Position annotation records
_____

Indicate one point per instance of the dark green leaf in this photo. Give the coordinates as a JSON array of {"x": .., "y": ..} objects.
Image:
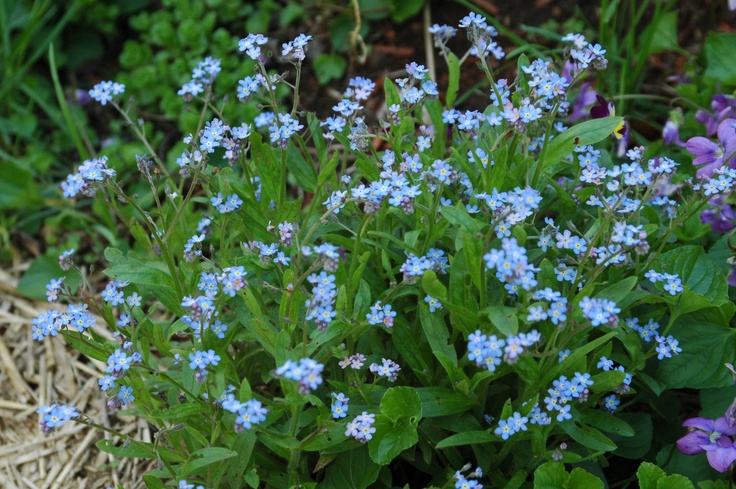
[
  {"x": 550, "y": 475},
  {"x": 706, "y": 347},
  {"x": 209, "y": 456},
  {"x": 588, "y": 437},
  {"x": 401, "y": 403},
  {"x": 468, "y": 438},
  {"x": 637, "y": 446},
  {"x": 453, "y": 67},
  {"x": 718, "y": 50},
  {"x": 588, "y": 132},
  {"x": 439, "y": 401},
  {"x": 390, "y": 439},
  {"x": 352, "y": 470},
  {"x": 504, "y": 319},
  {"x": 580, "y": 479},
  {"x": 85, "y": 345},
  {"x": 180, "y": 411}
]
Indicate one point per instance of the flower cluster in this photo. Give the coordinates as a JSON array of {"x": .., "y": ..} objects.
[
  {"x": 388, "y": 369},
  {"x": 600, "y": 311},
  {"x": 202, "y": 76},
  {"x": 225, "y": 205},
  {"x": 51, "y": 322},
  {"x": 306, "y": 371},
  {"x": 672, "y": 282},
  {"x": 361, "y": 427},
  {"x": 320, "y": 305},
  {"x": 183, "y": 484},
  {"x": 66, "y": 259},
  {"x": 249, "y": 413},
  {"x": 470, "y": 482},
  {"x": 53, "y": 416},
  {"x": 415, "y": 266},
  {"x": 339, "y": 406},
  {"x": 512, "y": 266},
  {"x": 119, "y": 362},
  {"x": 200, "y": 360},
  {"x": 105, "y": 91},
  {"x": 88, "y": 177}
]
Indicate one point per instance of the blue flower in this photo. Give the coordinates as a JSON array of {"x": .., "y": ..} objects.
[{"x": 126, "y": 395}]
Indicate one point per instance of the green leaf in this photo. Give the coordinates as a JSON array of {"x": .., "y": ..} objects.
[
  {"x": 433, "y": 287},
  {"x": 17, "y": 187},
  {"x": 352, "y": 470},
  {"x": 675, "y": 481},
  {"x": 608, "y": 423},
  {"x": 718, "y": 54},
  {"x": 42, "y": 270},
  {"x": 607, "y": 381},
  {"x": 329, "y": 67},
  {"x": 581, "y": 479},
  {"x": 618, "y": 291},
  {"x": 209, "y": 456},
  {"x": 440, "y": 401},
  {"x": 157, "y": 281},
  {"x": 435, "y": 330},
  {"x": 390, "y": 439},
  {"x": 504, "y": 319},
  {"x": 402, "y": 10},
  {"x": 392, "y": 94},
  {"x": 648, "y": 475},
  {"x": 698, "y": 274},
  {"x": 328, "y": 170},
  {"x": 301, "y": 168},
  {"x": 401, "y": 403},
  {"x": 133, "y": 450},
  {"x": 468, "y": 438},
  {"x": 588, "y": 132},
  {"x": 705, "y": 348},
  {"x": 458, "y": 216},
  {"x": 637, "y": 446},
  {"x": 453, "y": 85},
  {"x": 180, "y": 411},
  {"x": 85, "y": 345},
  {"x": 665, "y": 34},
  {"x": 550, "y": 475},
  {"x": 588, "y": 437}
]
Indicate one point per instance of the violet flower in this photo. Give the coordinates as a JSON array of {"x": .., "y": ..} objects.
[
  {"x": 671, "y": 129},
  {"x": 712, "y": 437},
  {"x": 583, "y": 102},
  {"x": 709, "y": 155}
]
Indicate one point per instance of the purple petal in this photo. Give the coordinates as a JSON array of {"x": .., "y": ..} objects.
[
  {"x": 704, "y": 424},
  {"x": 709, "y": 169},
  {"x": 693, "y": 442},
  {"x": 723, "y": 427},
  {"x": 700, "y": 146},
  {"x": 721, "y": 457}
]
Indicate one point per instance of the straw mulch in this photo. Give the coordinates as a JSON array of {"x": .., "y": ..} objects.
[{"x": 34, "y": 373}]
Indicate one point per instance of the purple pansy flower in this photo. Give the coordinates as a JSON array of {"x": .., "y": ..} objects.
[
  {"x": 711, "y": 437},
  {"x": 583, "y": 102},
  {"x": 711, "y": 155}
]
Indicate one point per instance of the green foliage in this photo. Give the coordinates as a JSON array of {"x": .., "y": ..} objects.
[{"x": 299, "y": 266}]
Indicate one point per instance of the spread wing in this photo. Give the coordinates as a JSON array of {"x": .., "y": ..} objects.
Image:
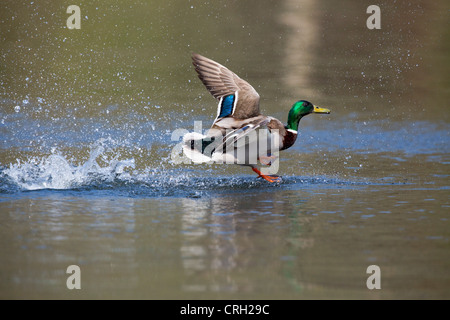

_____

■ STATED GOAL ■
Repeat every one of the rows above word for word, leaving out the pictures.

■ TASK SOLUTION ■
Indicate one point per instance of the dark green leaf in this photo. Give the coordinates as a JSON array of {"x": .., "y": ..} objects.
Image:
[
  {"x": 550, "y": 475},
  {"x": 706, "y": 347},
  {"x": 209, "y": 456},
  {"x": 588, "y": 437},
  {"x": 401, "y": 403},
  {"x": 468, "y": 438},
  {"x": 637, "y": 446},
  {"x": 453, "y": 67},
  {"x": 718, "y": 50},
  {"x": 588, "y": 132},
  {"x": 439, "y": 401},
  {"x": 390, "y": 439},
  {"x": 352, "y": 470},
  {"x": 504, "y": 319},
  {"x": 580, "y": 479},
  {"x": 85, "y": 345},
  {"x": 180, "y": 411}
]
Indicate one point per instance of the flower cluster in this photo. Give the coordinates as a JSON array of {"x": .., "y": ..} objects.
[
  {"x": 388, "y": 369},
  {"x": 600, "y": 311},
  {"x": 202, "y": 76},
  {"x": 225, "y": 205},
  {"x": 51, "y": 322},
  {"x": 306, "y": 371},
  {"x": 672, "y": 282},
  {"x": 361, "y": 427},
  {"x": 320, "y": 305},
  {"x": 183, "y": 484},
  {"x": 66, "y": 259},
  {"x": 249, "y": 413},
  {"x": 470, "y": 482},
  {"x": 53, "y": 416},
  {"x": 415, "y": 266},
  {"x": 339, "y": 406},
  {"x": 512, "y": 266},
  {"x": 119, "y": 362},
  {"x": 200, "y": 360},
  {"x": 105, "y": 91},
  {"x": 88, "y": 177}
]
Indicate one point per instance of the blue flower in this photo. Give the coordinates as a JSON array of {"x": .., "y": ..} objects.
[{"x": 126, "y": 395}]
Indicate one point per instance of the green leaf in this photo. Give the coordinates as a JSON array of {"x": .., "y": ..} objects.
[
  {"x": 433, "y": 287},
  {"x": 17, "y": 187},
  {"x": 352, "y": 470},
  {"x": 675, "y": 481},
  {"x": 608, "y": 423},
  {"x": 718, "y": 54},
  {"x": 42, "y": 270},
  {"x": 607, "y": 381},
  {"x": 329, "y": 67},
  {"x": 581, "y": 479},
  {"x": 618, "y": 291},
  {"x": 209, "y": 456},
  {"x": 440, "y": 401},
  {"x": 157, "y": 281},
  {"x": 435, "y": 330},
  {"x": 390, "y": 439},
  {"x": 504, "y": 319},
  {"x": 402, "y": 10},
  {"x": 392, "y": 94},
  {"x": 648, "y": 475},
  {"x": 698, "y": 274},
  {"x": 328, "y": 170},
  {"x": 301, "y": 168},
  {"x": 401, "y": 403},
  {"x": 133, "y": 450},
  {"x": 468, "y": 438},
  {"x": 588, "y": 132},
  {"x": 705, "y": 348},
  {"x": 458, "y": 216},
  {"x": 637, "y": 446},
  {"x": 453, "y": 85},
  {"x": 180, "y": 411},
  {"x": 85, "y": 345},
  {"x": 665, "y": 34},
  {"x": 550, "y": 475},
  {"x": 588, "y": 437}
]
Indicate one point per instance of the violet flower in this photo. Give the coordinates as a JSON array of {"x": .., "y": ..} objects.
[
  {"x": 671, "y": 129},
  {"x": 712, "y": 437},
  {"x": 583, "y": 102},
  {"x": 709, "y": 155}
]
Indicate one point per instance of the purple petal in this photo. Give the coordinates as a JSON array of {"x": .., "y": ..} objects.
[
  {"x": 704, "y": 424},
  {"x": 709, "y": 169},
  {"x": 693, "y": 442},
  {"x": 723, "y": 427},
  {"x": 700, "y": 146},
  {"x": 721, "y": 457}
]
Indicate one point per instance of the straw mulch in this photo. Give the coordinates as a JSON array of {"x": .., "y": ..} objects.
[{"x": 34, "y": 373}]
Indicate one point per instance of the purple pansy flower in this photo. Give the coordinates as a JSON array of {"x": .., "y": ..} objects.
[
  {"x": 711, "y": 437},
  {"x": 583, "y": 102},
  {"x": 711, "y": 155}
]
Indicate one point per instance of the green foliage in this photo. Give the coordinates as a JSON array of {"x": .., "y": ..} objects.
[{"x": 299, "y": 266}]
Indicate one point per instance of the spread wing in this photo. Give the coordinates as a JSON array of {"x": .., "y": ..} objects.
Image:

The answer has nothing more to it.